» Exercise description:
Reproduce the entries in full, with no changes.

» Records for the exercise:
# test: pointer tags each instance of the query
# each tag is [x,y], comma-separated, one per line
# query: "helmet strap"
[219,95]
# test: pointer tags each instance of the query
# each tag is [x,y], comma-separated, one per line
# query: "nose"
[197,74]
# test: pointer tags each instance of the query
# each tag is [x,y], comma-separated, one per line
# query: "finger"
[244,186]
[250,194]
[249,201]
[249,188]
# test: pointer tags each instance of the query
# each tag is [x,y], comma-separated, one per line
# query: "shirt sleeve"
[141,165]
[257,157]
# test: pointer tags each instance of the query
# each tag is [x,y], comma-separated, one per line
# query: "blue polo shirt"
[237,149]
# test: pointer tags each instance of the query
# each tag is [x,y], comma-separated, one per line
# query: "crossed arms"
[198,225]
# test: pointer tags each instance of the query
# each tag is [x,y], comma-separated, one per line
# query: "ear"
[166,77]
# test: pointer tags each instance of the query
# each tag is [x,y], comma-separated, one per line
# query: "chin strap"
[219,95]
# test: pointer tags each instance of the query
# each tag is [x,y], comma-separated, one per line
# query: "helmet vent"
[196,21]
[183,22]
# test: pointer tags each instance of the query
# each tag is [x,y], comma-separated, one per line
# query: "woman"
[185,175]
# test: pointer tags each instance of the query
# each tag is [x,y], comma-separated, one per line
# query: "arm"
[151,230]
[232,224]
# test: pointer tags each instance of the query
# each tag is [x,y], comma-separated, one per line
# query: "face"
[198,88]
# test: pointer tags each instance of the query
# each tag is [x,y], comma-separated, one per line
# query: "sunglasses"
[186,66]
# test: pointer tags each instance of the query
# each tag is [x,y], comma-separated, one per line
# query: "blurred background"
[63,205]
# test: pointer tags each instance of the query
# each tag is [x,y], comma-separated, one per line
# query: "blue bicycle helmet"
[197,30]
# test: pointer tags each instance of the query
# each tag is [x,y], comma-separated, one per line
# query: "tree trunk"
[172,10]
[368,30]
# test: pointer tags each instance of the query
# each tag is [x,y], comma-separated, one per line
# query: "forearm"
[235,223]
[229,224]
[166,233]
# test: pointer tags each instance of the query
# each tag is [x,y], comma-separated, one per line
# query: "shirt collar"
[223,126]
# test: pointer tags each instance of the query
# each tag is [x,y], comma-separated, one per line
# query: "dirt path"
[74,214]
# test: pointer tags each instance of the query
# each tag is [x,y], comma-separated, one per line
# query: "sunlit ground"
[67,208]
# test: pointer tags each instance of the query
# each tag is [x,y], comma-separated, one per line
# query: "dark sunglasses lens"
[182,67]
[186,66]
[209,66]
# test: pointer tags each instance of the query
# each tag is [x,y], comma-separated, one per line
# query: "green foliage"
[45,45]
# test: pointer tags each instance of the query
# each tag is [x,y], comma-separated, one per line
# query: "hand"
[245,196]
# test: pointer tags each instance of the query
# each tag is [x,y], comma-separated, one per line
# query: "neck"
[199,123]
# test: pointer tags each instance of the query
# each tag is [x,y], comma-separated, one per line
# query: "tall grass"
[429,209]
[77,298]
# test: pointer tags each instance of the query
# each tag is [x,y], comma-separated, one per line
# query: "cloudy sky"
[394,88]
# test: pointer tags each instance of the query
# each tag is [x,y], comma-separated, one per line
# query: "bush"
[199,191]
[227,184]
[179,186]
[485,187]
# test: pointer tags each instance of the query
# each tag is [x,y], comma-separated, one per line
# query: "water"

» Completed task:
# test: pointer tags each instance of the query
# each tag is [x,y], comma-separated, one per line
# query: "helmet strap"
[219,95]
# test: pointer tags each instance of the query
# each tag is [x,y], comma-separated, one per line
# query: "nose"
[197,74]
# test: pointer tags each instance of the query
# each tag is [x,y], comma-separated, one per line
# query: "finger"
[244,186]
[250,194]
[249,201]
[249,188]
# test: pointer tags each instance of the query
# each tag is [x,y], comma-separated, one per line
# query: "shirt sleeve"
[141,165]
[257,157]
# test: pointer tags each instance of the query
# each tag is [x,y], comma-separated, one per line
# query: "blue polo shirt"
[237,149]
# test: pointer tags each instance of the query
# each tag is [x,y], comma-separated, one per line
# query: "crossed arms"
[198,225]
# test: pointer tags each instance of the query
# each tag is [x,y], comma-separated, one per line
# query: "ear"
[166,77]
# test: pointer tags each instance of the query
# each tag is [x,y], comma-separated, one per line
# query: "chin strap"
[219,95]
# test: pointer tags each instance of the query
# each tag is [x,y], comma-separated, one per line
# query: "helmet vent"
[196,21]
[183,22]
# test: pointer tags each instance of the query
# each tag is [x,y], comma-separated, one per line
# query: "woman"
[185,175]
# test: pointer tags each instance of the query
# each tag is [x,y], comma-separated, one per line
# query: "arm"
[151,230]
[232,224]
# test: pointer tags each instance of the query
# each tag is [x,y], comma-separated, one per line
# query: "face"
[198,88]
# test: pointer tags each instance of the query
# each tag is [x,y], comma-separated, one per line
# query: "sunglasses"
[186,66]
# test: pointer tags each instance of the query
# each tag is [x,y], comma-separated, one per line
# query: "blurred background"
[63,205]
# test: pointer tags each instance of the query
# each tag is [x,y], comma-separated, one per line
# query: "blue bicycle helmet"
[197,30]
# test: pointer tags each instance of the query
# each tag is [x,y], comma-separated, one per line
# query: "tree trunk"
[172,10]
[368,30]
# test: pointer tags each instance of the query
# each tag is [x,y], comma-separated, one per line
# query: "forearm"
[235,223]
[229,224]
[166,233]
# test: pointer tags each instance of the query
# each tag is [x,y], comma-separated, one per line
# query: "shirt collar"
[223,126]
# test: pointer tags each instance of the query
# each tag is [x,y], comma-separated, one per line
# query: "dirt path"
[74,214]
# test: pointer tags each instance of the query
# each tag is [x,y], comma-separated, one per line
# query: "sunlit ground"
[67,208]
# test: pointer tags each instance of the query
# each tag is [x,y], comma-separated, one per line
# query: "dark sunglasses lens"
[182,67]
[186,66]
[209,66]
# test: pointer tags each instance of the query
# each tag is [x,y], comma-separated, one per line
# query: "green foliage"
[45,45]
# test: pointer tags each instance of the query
# each tag is [x,y], comma-separated, one per line
# query: "hand"
[245,196]
# test: pointer tags each instance of the query
# each tag is [x,y], comma-separated, one per line
# query: "neck"
[199,123]
# test: pointer tags each instance of the query
# each tag is [x,y], comma-separated, one per line
# query: "tall grass"
[429,209]
[77,298]
# test: pointer tags each instance of the query
# each tag is [x,y], comma-separated, one per line
# query: "cloudy sky"
[394,88]
# test: pointer tags each instance of the query
# each tag is [x,y], comma-separated, one per line
# query: "bush"
[199,191]
[227,184]
[179,186]
[485,187]
# test: pointer tags each instance of the query
# each tag is [x,y], comma-separated, one per line
# query: "water"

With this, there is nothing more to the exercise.